REQUIREMENT:
Rewrite these entries, changing every "evenodd" to "nonzero" and leaving everything else as it is.

═══

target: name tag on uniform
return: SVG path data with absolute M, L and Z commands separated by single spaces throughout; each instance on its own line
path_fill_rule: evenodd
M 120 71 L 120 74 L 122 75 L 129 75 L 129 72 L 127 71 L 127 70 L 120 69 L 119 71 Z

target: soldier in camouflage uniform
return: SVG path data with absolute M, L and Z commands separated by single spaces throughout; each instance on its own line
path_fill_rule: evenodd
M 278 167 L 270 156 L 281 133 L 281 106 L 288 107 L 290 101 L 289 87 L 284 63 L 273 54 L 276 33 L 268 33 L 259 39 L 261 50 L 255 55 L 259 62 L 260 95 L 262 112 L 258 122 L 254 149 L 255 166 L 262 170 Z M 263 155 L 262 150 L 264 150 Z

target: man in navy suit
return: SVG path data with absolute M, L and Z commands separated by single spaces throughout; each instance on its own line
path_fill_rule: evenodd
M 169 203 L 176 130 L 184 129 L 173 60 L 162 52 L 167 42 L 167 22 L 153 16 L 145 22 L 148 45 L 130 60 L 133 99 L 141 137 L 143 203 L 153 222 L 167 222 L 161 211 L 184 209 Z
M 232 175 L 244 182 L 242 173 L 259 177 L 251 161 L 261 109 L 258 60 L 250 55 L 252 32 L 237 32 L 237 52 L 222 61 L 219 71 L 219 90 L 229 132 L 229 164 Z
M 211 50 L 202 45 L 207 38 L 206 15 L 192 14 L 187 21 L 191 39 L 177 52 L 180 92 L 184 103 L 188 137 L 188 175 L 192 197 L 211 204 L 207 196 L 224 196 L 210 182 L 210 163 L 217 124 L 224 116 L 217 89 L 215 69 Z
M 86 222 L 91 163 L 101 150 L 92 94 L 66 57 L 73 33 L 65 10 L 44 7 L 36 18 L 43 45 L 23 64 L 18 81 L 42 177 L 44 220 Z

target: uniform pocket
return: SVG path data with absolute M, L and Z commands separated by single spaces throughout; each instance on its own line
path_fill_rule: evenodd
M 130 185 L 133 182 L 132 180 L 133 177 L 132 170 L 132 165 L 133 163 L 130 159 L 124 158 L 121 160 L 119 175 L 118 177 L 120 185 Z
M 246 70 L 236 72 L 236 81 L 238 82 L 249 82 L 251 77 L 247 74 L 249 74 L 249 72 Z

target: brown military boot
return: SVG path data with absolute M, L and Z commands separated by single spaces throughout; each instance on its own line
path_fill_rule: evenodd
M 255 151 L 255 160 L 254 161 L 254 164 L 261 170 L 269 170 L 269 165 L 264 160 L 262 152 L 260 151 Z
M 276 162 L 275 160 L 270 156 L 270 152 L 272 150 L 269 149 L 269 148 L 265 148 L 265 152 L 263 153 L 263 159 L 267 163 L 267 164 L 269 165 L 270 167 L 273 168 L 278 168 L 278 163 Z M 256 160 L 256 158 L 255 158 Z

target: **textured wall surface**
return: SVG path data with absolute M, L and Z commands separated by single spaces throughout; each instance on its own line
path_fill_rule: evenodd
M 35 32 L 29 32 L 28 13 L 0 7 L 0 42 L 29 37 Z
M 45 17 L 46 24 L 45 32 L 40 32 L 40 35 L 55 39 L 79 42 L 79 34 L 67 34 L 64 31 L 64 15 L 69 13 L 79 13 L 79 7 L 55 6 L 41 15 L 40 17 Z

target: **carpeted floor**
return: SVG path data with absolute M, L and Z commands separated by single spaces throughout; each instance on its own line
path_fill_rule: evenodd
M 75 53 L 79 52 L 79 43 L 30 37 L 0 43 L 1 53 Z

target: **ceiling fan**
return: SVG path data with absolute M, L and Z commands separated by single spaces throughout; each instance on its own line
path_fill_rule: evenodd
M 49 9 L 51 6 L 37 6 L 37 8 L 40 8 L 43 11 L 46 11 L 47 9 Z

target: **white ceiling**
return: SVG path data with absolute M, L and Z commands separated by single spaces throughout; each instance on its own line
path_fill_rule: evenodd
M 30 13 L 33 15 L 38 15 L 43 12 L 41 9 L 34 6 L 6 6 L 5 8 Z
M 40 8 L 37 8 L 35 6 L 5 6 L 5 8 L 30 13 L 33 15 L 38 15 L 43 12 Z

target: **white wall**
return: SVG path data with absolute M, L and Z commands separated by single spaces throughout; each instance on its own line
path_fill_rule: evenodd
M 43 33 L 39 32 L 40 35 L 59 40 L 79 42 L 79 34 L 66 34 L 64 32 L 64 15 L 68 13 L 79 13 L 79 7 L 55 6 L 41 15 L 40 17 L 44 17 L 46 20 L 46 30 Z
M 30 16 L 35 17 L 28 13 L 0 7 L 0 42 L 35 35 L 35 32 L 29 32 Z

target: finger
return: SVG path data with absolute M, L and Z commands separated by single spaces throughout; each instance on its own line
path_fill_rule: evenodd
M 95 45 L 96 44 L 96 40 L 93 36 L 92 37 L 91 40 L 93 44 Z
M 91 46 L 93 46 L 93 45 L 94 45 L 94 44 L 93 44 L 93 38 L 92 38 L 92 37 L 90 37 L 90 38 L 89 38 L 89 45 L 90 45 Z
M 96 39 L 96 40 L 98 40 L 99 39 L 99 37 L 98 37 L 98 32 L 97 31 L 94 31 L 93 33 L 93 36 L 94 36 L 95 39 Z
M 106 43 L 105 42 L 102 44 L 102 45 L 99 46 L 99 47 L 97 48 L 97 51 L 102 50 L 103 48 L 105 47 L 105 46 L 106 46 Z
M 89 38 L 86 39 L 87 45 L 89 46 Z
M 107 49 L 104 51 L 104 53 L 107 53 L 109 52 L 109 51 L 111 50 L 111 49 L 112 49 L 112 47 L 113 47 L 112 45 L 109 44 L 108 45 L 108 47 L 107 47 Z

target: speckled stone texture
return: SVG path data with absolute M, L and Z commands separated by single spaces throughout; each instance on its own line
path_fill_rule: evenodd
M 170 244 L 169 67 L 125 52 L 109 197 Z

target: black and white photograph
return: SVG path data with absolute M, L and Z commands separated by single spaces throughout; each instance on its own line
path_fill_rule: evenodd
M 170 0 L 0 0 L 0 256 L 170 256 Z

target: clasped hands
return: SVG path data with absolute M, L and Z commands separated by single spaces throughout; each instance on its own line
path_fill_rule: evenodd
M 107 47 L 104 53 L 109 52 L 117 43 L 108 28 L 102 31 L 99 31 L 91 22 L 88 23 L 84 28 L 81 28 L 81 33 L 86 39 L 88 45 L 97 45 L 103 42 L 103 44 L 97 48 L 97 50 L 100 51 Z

═══

SOLUTION FOR THIS TASK:
target: name tag on uniform
return: SVG path data with absolute M, L and Z commands separated by single spaces throughout; each instance on its own line
path_fill_rule: nonzero
M 120 71 L 120 74 L 122 75 L 129 75 L 129 72 L 127 71 L 127 70 L 120 69 L 119 71 Z

target: soldier in camouflage uniform
return: SVG path data with absolute M, L and Z commands separated by single spaces throughout; each instance on its own line
path_fill_rule: nonzero
M 278 167 L 270 156 L 281 133 L 281 106 L 288 107 L 290 101 L 289 87 L 284 63 L 273 54 L 276 33 L 268 33 L 259 39 L 261 50 L 255 55 L 259 62 L 260 95 L 262 112 L 258 122 L 254 149 L 255 166 L 262 170 Z M 263 155 L 262 150 L 264 150 Z

target: man in navy suit
return: SVG path data with absolute M, L and Z commands separated by single spaces throughout; each instance on its own line
path_fill_rule: nonzero
M 169 203 L 176 130 L 184 129 L 173 60 L 162 52 L 167 42 L 167 22 L 153 16 L 145 22 L 148 45 L 130 60 L 133 99 L 141 137 L 143 203 L 153 222 L 167 222 L 161 211 L 184 209 Z
M 232 175 L 244 182 L 242 173 L 259 177 L 251 161 L 261 109 L 258 60 L 250 55 L 252 32 L 237 32 L 237 52 L 222 61 L 219 71 L 219 90 L 229 132 L 229 164 Z
M 211 50 L 202 45 L 207 38 L 206 15 L 192 14 L 187 21 L 191 39 L 177 52 L 180 92 L 184 103 L 188 137 L 188 175 L 192 197 L 211 204 L 207 196 L 224 196 L 210 182 L 210 163 L 217 124 L 224 116 L 217 89 L 215 69 Z
M 86 222 L 91 163 L 101 150 L 92 94 L 66 57 L 73 33 L 65 10 L 44 7 L 36 18 L 43 45 L 23 64 L 18 81 L 42 177 L 44 220 Z

target: uniform pocket
return: SVG path data with absolute M, L and Z commands separated by single spaces throughout; each instance on its own line
path_fill_rule: nonzero
M 130 185 L 133 182 L 132 180 L 133 177 L 132 170 L 132 165 L 133 163 L 130 159 L 124 158 L 121 160 L 119 175 L 118 177 L 120 185 Z
M 246 70 L 236 72 L 236 81 L 238 82 L 249 82 L 251 77 L 247 74 L 249 74 L 249 72 Z

target: brown military boot
return: SVG path data with absolute M, L and Z commands separated by single spaces throughout; each instance on its own line
path_fill_rule: nonzero
M 255 151 L 255 160 L 254 161 L 254 164 L 261 170 L 269 170 L 269 165 L 264 160 L 262 152 L 260 151 Z
M 276 162 L 275 160 L 270 156 L 270 152 L 272 150 L 269 149 L 269 148 L 265 148 L 265 152 L 263 153 L 263 159 L 267 163 L 267 164 L 269 165 L 270 167 L 273 168 L 278 168 L 278 163 Z M 256 160 L 256 158 L 255 158 Z

target: **textured wall surface**
return: SVG path data with absolute M, L and Z commands separated by single spaces throughout; each instance on its own line
path_fill_rule: nonzero
M 35 32 L 29 32 L 28 13 L 0 7 L 0 42 L 29 37 Z
M 45 17 L 46 24 L 45 32 L 40 32 L 40 35 L 55 39 L 79 42 L 79 34 L 67 34 L 64 31 L 64 15 L 69 13 L 79 13 L 79 7 L 55 6 L 41 15 L 40 17 Z

target: **carpeted floor**
return: SVG path data with absolute M, L and Z commands separated by single spaces throughout; each instance on its own line
path_fill_rule: nonzero
M 75 53 L 79 52 L 79 43 L 30 37 L 0 43 L 1 53 Z

target: **ceiling fan**
return: SVG path data with absolute M, L and Z commands separated by single spaces throughout; each instance on its own line
path_fill_rule: nonzero
M 49 9 L 51 6 L 37 6 L 37 8 L 40 8 L 43 11 L 46 11 L 47 9 Z

target: **white ceiling**
return: SVG path data with absolute M, L and Z commands separated by single spaces throughout; each instance on its own line
path_fill_rule: nonzero
M 30 13 L 33 15 L 38 15 L 43 12 L 41 9 L 34 6 L 6 6 L 5 8 Z
M 40 8 L 37 8 L 35 6 L 5 6 L 5 8 L 30 13 L 33 15 L 38 15 L 43 12 Z

target: **white wall**
return: SVG path data with absolute M, L and Z commands separated by single spaces throughout; each instance on its own line
path_fill_rule: nonzero
M 43 33 L 39 32 L 40 35 L 59 40 L 79 42 L 79 34 L 66 34 L 64 32 L 64 15 L 68 13 L 79 13 L 79 7 L 55 6 L 41 15 L 40 17 L 44 17 L 46 20 L 46 30 Z
M 30 16 L 35 17 L 28 13 L 0 7 L 0 42 L 35 35 L 35 32 L 29 32 Z

target: finger
return: SVG path data with absolute M, L and Z commands separated by single spaces throughout; each instance on its own line
path_fill_rule: nonzero
M 95 45 L 96 44 L 96 40 L 93 36 L 92 37 L 91 40 L 93 44 Z
M 91 46 L 93 46 L 93 45 L 94 45 L 94 44 L 93 44 L 93 38 L 92 38 L 92 37 L 90 37 L 90 38 L 89 38 L 89 45 L 90 45 Z
M 96 39 L 96 40 L 98 40 L 99 39 L 99 37 L 98 37 L 98 32 L 97 31 L 94 31 L 93 33 L 93 36 L 94 36 L 95 39 Z
M 106 43 L 105 42 L 102 44 L 102 45 L 99 46 L 99 47 L 97 48 L 97 51 L 102 50 L 103 48 L 105 47 L 105 46 L 106 46 Z
M 89 38 L 86 39 L 87 45 L 89 46 Z
M 107 49 L 104 51 L 104 53 L 107 53 L 109 52 L 109 51 L 111 50 L 111 49 L 112 49 L 112 47 L 113 47 L 112 45 L 109 44 L 108 45 L 108 47 L 107 47 Z

target: speckled stone texture
return: SVG path data with absolute M, L and Z commands separated by single spaces throughout; each instance on its own line
path_fill_rule: nonzero
M 170 244 L 169 67 L 125 52 L 109 197 Z

target: black and white photograph
return: SVG path data with absolute M, L and Z commands separated by single spaces throughout; each instance on its own line
path_fill_rule: nonzero
M 170 0 L 0 0 L 0 256 L 170 256 Z

target: clasped hands
return: SVG path data with absolute M, L and Z commands separated by single spaces throughout; each instance on its own line
path_fill_rule: nonzero
M 107 47 L 104 53 L 109 52 L 117 43 L 108 28 L 102 31 L 99 31 L 91 22 L 88 23 L 84 28 L 81 28 L 81 33 L 86 39 L 88 45 L 97 45 L 103 42 L 103 44 L 97 48 L 97 50 L 100 51 Z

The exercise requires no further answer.